(Stored items)
· · ·

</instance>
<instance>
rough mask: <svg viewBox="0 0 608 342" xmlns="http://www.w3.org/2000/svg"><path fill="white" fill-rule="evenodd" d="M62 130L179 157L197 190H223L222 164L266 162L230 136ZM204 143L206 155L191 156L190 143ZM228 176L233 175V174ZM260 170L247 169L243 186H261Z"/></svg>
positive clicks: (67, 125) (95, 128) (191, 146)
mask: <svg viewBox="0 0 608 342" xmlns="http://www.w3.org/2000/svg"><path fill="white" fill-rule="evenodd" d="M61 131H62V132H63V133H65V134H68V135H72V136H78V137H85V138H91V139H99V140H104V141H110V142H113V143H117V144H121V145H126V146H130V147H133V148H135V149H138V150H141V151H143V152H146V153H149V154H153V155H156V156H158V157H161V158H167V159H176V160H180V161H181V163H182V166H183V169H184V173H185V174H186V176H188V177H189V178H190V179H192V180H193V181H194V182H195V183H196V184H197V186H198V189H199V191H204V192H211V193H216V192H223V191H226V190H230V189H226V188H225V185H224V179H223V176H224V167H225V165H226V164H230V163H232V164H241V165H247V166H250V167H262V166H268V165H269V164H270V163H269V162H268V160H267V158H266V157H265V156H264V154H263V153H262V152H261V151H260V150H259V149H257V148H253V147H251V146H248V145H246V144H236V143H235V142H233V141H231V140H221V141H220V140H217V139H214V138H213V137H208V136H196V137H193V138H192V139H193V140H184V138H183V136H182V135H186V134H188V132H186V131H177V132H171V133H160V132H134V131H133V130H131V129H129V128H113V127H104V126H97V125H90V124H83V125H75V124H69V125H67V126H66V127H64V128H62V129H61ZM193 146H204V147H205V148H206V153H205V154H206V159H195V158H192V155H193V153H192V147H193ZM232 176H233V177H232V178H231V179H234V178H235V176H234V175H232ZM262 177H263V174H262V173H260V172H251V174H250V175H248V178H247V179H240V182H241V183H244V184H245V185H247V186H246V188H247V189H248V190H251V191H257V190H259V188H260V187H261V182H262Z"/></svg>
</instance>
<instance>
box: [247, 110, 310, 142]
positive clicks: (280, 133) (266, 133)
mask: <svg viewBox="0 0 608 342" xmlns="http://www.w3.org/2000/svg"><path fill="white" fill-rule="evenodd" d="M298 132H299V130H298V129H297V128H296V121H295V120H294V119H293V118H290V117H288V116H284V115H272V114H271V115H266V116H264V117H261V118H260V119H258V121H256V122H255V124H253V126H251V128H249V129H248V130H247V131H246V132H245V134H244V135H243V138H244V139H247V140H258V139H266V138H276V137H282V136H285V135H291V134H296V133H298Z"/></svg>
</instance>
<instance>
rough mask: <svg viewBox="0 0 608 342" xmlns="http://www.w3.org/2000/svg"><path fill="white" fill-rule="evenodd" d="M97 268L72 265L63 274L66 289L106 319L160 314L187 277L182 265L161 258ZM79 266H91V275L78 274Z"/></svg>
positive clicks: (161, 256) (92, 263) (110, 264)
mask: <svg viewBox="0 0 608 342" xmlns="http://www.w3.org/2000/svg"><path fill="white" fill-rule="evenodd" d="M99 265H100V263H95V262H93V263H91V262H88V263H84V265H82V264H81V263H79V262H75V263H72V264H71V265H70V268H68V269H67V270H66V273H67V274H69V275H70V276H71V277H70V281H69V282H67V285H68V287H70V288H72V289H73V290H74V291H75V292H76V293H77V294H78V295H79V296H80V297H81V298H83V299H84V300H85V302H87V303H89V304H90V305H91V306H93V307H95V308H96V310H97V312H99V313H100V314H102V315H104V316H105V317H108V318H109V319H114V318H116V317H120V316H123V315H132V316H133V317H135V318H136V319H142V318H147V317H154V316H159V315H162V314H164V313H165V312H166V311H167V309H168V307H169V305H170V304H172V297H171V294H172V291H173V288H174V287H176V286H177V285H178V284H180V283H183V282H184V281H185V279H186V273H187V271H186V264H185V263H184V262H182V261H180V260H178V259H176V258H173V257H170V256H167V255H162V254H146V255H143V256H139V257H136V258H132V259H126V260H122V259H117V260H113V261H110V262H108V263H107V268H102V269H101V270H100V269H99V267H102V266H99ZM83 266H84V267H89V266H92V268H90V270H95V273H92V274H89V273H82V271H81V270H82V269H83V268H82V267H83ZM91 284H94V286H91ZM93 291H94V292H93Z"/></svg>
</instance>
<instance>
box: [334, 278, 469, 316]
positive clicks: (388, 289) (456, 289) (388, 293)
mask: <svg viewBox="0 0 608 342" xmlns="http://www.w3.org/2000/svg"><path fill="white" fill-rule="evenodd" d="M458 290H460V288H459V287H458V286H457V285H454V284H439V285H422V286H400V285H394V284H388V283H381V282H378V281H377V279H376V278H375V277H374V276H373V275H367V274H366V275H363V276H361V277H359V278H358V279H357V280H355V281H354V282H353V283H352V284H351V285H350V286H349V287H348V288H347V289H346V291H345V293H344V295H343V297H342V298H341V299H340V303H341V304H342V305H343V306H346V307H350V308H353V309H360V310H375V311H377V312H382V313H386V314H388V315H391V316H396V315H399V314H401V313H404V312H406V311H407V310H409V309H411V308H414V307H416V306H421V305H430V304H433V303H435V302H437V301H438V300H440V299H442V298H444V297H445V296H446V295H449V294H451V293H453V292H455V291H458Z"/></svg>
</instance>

· · ·

**REQUIRED WORK**. Output the entries verbatim.

**TASK RESULT**.
</instance>
<instance>
rough mask: <svg viewBox="0 0 608 342" xmlns="http://www.w3.org/2000/svg"><path fill="white" fill-rule="evenodd" d="M62 130L179 157L197 190H223L222 164L266 162L230 136ZM204 143L206 155L191 156L190 143ZM228 176L233 175V174ZM260 170L247 169L243 186H261Z"/></svg>
positive clicks: (67, 125) (95, 128) (191, 146)
mask: <svg viewBox="0 0 608 342" xmlns="http://www.w3.org/2000/svg"><path fill="white" fill-rule="evenodd" d="M61 131H62V132H63V133H65V134H68V135H72V136H78V137H85V138H91V139H99V140H104V141H110V142H113V143H117V144H121V145H126V146H130V147H133V148H135V149H138V150H141V151H143V152H146V153H149V154H153V155H156V156H158V157H161V158H167V159H176V160H180V161H181V163H182V166H183V169H184V173H185V174H186V176H188V177H189V178H190V179H192V180H193V181H194V182H195V183H196V184H197V186H198V189H199V191H204V192H211V193H216V192H223V191H226V190H230V189H226V188H225V185H224V179H223V176H224V167H225V165H226V164H230V163H232V164H241V165H247V166H250V167H262V166H268V165H269V164H270V163H269V162H268V160H267V158H266V157H265V156H264V154H263V153H262V152H261V151H260V150H259V149H257V148H253V147H251V146H248V145H246V144H236V143H235V142H233V141H231V140H221V141H220V140H217V139H214V138H213V137H208V136H196V137H193V138H192V139H193V140H184V138H183V136H182V135H186V134H188V132H186V131H177V132H171V133H160V132H134V131H133V130H131V129H129V128H113V127H104V126H97V125H90V124H83V125H75V124H69V125H67V126H66V127H64V128H62V129H61ZM193 146H204V147H205V148H206V153H205V154H206V159H195V158H192V155H193V153H192V147H193ZM232 176H233V177H232V178H231V179H234V178H235V176H234V175H232ZM262 177H263V174H262V173H260V172H251V174H250V175H248V178H247V179H240V182H241V183H244V184H245V185H247V186H246V188H247V189H248V190H251V191H257V190H259V188H260V187H261V182H262Z"/></svg>
</instance>
<instance>
box: [247, 110, 310, 142]
positive clicks: (280, 133) (266, 133)
mask: <svg viewBox="0 0 608 342" xmlns="http://www.w3.org/2000/svg"><path fill="white" fill-rule="evenodd" d="M298 132H299V130H298V129H297V128H296V121H295V120H294V119H293V118H290V117H288V116H284V115H272V114H271V115H266V116H264V117H261V118H260V119H258V121H256V122H255V124H253V126H251V128H249V129H248V130H247V131H246V132H245V134H244V135H243V138H244V139H247V140H258V139H266V138H276V137H282V136H285V135H291V134H296V133H298Z"/></svg>
</instance>
<instance>
rough mask: <svg viewBox="0 0 608 342" xmlns="http://www.w3.org/2000/svg"><path fill="white" fill-rule="evenodd" d="M97 268L72 265L63 274L66 289L106 319L160 314L187 277L182 265L161 258ZM79 266H91V275L78 274Z"/></svg>
positive clicks: (161, 256) (92, 263) (110, 264)
mask: <svg viewBox="0 0 608 342" xmlns="http://www.w3.org/2000/svg"><path fill="white" fill-rule="evenodd" d="M99 265H100V263H95V262H93V263H91V262H88V263H84V265H82V264H81V263H79V262H75V263H72V264H71V265H70V268H68V269H67V270H66V273H67V274H69V275H70V276H71V277H70V281H69V282H67V285H68V287H70V288H72V289H73V290H74V291H75V292H76V293H77V294H78V295H79V296H80V297H81V298H83V299H84V300H85V302H87V303H89V304H90V305H91V306H93V307H95V308H96V310H97V312H99V313H100V314H102V315H104V316H105V317H108V318H109V319H114V318H116V317H120V316H123V315H132V316H133V317H135V318H136V319H142V318H147V317H154V316H159V315H162V314H164V313H165V312H166V311H167V309H168V307H169V305H170V304H172V297H171V294H172V291H173V288H174V287H176V286H177V285H178V284H180V283H183V282H184V281H185V279H186V273H187V271H186V264H185V263H184V262H182V261H180V260H178V259H176V258H173V257H170V256H167V255H162V254H146V255H143V256H139V257H136V258H132V259H126V260H122V259H117V260H113V261H110V262H108V263H107V268H102V269H101V270H100V269H99V267H102V266H99ZM83 266H84V267H89V266H92V268H90V270H95V273H92V274H89V273H82V271H81V270H82V269H83V268H82V267H83ZM91 284H94V286H91ZM93 291H94V292H93Z"/></svg>
</instance>
<instance>
box: [334, 278, 469, 316]
positive clicks: (388, 289) (456, 289) (388, 293)
mask: <svg viewBox="0 0 608 342" xmlns="http://www.w3.org/2000/svg"><path fill="white" fill-rule="evenodd" d="M458 290H460V288H459V287H458V286H457V285H454V284H439V285H422V286H400V285H394V284H388V283H381V282H378V281H377V279H376V278H375V277H374V276H373V275H367V274H366V275H363V276H361V277H359V278H358V279H357V280H355V281H354V282H353V283H352V284H351V285H350V286H349V287H348V288H347V289H346V291H345V293H344V295H343V297H342V298H341V299H340V303H341V304H342V305H343V306H346V307H350V308H353V309H360V310H375V311H377V312H382V313H386V314H388V315H391V316H396V315H399V314H401V313H404V312H406V311H407V310H409V309H411V308H414V307H416V306H421V305H430V304H433V303H435V302H437V301H438V300H440V299H442V298H444V297H445V296H446V295H449V294H451V293H453V292H455V291H458Z"/></svg>
</instance>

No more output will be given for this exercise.